* **REQUIREMENT**
Can you continue the family account of Captain David Jay Hindlemann's wartime service, picking up right after its final sentence?

* **SOURCE DOCUMENT**

Working in our Prescott, Arizona home on a cold January day in 2010, some of the photos and documents fell from the brittle folders. Captain David Jay Hindlemann had carefully placed them in a satchel after World War II. Luckily, many photos had dates or captions written on them. Others cried for their place in the story we wanted to recover for our family. It is the story of a young artillery officer and the slogging, suffering, brutal path his Generals carved across war-torn Europe in 1944 and 1945.

How will it be possible to do justice to the man, his times, and the powerful experiences that shaped him? We knew the challenges ahead, but had no idea unraveling his story would require so much enjoyable time and energy. We knew Dave well. He was reluctant to speak in depth of his wartime experiences. At 90, when he left us in 2006, the parts of him formed in those war years were his strength and the modifying factors that regulated his life. “I never feared death after those times,” he commented only months before he died. “I learned to deal with it then. I’m not afraid now.” Perhaps that is one of the important keys to understanding David Jay Hindlemann.

Like millions of other young men he was yanked from the comforts of his life. He left Denver, Colorado where he was a popular, fun, bright guy in his mid-twenties who, with a disarming smile, at 6’ 4”, in business for himself, had a good handle on life. All of that changed forever. In November 1942 he was sent to Camp Adair, Oregon for basic training. He was rapidly promoted to corporal and then to sergeant. Honorably discharged as a non-commissioned officer, he was then assigned to the Officer Training School at Fort Sill, Oklahoma. He spent 1943 and 7 months in 1944, first as a student in the Officer’s Training program and the artillery school, then as an instructor.

Dave first started relaying his military history to us in bits and small vignettes about 1995. Many years later, when Dave was 86 (2002), he decided to record a more complete history. To do that he needed his military records. His daughter Jo and I worked with him to try to recover them. At the time, in fact until his death, he believed that the file of photos and papers he kept had been destroyed or stolen. During a move, his uniform and medals were taken and have never been recovered.* He could not recall his service number (dog tag number). The Army’s central depository for military records near St. Louis, of which his records were evidently a part, burned in 1973 and uncounted soldiers lost their places in history.** We were told that the only way to rebuild his record was to write it and then get another survivor of the 80th Headquarters Division, Field Artillery who served with him to verify the story. Checking, we couldn’t find another survivor of the Headquarters Division.

* **INFORMATION SHOWN**
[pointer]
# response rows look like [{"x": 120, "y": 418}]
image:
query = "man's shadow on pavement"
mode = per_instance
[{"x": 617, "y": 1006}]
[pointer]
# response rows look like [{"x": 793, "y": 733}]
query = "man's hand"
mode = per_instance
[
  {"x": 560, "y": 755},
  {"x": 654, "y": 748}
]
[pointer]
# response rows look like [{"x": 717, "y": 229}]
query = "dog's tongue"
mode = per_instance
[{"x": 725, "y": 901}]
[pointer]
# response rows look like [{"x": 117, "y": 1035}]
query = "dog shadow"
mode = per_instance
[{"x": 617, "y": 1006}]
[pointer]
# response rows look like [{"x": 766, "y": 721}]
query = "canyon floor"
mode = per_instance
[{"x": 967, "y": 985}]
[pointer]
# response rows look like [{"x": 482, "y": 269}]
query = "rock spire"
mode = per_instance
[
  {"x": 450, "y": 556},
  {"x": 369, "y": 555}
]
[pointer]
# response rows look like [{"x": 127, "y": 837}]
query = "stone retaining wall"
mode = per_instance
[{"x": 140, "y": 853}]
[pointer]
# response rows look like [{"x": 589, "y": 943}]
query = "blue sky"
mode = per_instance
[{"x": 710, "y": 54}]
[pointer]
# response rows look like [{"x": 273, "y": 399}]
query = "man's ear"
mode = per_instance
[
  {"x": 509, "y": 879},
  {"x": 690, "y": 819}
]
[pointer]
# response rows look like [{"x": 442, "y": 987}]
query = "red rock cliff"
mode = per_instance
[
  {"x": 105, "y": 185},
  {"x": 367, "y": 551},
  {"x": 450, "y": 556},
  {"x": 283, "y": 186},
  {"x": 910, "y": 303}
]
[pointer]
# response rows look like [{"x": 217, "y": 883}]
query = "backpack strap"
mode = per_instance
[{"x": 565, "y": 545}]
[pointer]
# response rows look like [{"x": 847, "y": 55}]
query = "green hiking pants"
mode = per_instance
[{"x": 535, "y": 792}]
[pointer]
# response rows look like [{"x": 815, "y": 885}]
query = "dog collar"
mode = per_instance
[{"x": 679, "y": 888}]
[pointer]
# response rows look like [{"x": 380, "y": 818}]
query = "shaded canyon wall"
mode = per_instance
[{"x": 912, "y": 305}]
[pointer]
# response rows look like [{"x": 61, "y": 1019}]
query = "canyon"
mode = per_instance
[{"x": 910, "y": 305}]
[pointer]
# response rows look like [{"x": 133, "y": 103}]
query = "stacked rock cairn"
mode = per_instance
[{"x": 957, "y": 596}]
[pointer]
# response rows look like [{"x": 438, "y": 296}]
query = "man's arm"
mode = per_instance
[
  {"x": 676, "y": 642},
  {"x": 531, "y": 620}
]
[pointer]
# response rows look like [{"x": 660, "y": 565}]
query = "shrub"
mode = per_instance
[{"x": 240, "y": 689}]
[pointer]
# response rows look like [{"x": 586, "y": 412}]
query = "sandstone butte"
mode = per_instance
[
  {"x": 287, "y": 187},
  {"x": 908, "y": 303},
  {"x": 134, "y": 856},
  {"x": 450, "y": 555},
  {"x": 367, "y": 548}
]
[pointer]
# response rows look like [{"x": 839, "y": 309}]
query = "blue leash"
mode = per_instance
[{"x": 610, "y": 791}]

* **WRITTEN ANSWER**
We were seeking to record history within official history. What is recorded and easy to locate identifies those officers in charge, the geographical locations where they served, and the battles they led. What we were having a difficult time obtaining were the personal and battle records of two Generals – Searby and MacKelvie. Dave was assigned to their personal staff as Aide-de-Camp. He was with them through it all, their records are necessary for information about him.

* After his death in 2006, Dave’s photographs and documents were found in the back of an old file cabinet.

**On July 12, 1973, a disastrous fire at NPRC (MPR) destroyed approximately 16-18 million Official Military Personnel Files.

The affected record collections are described below:

Branch
Army

Personnel and Period Affected
Personnel discharged Nov 1 1912 – Jan 1 1960

Estimated Loss
80%

No duplicate copies of the records that were destroyed in the fire were maintained, nor was a microfilm copy ever produced. There were no indexes created prior to the fire.  In addition, millions of documents had been lent to the Department of Veterans Affairs before the fire occurred. Therefore, a complete listing of the records that were lost is not available.

We tried every way we could think of to find records of Dave’s service and to help him verify his accounts.  We contacted the Veterans Association through their “free” web sites, but even after paying the fees we could not find a record of a David Jay Hindlemann who served in the United States Army.  We wondered if Dave’s lost records were somehow unique. We searched for the records of Brigadier General E.W. Searby.  Nothing. We called Ft. Sill Oklahoma and they searched for records of the General. A week or so later, a soldier called and reported that Ft. Sill had a General Searby Ballroom, but that no one there at the time knew who he was or could find a record of him. (We learned later that the publication of the 80th Division history was available at the time, but the people we spoke with at Ft. Sill didn’t seem to know about it. This was before Google).

Frustrated and concerned, we talked to Dave and got more information. It seemed to us at that time that only his recollections would be available to tell his story.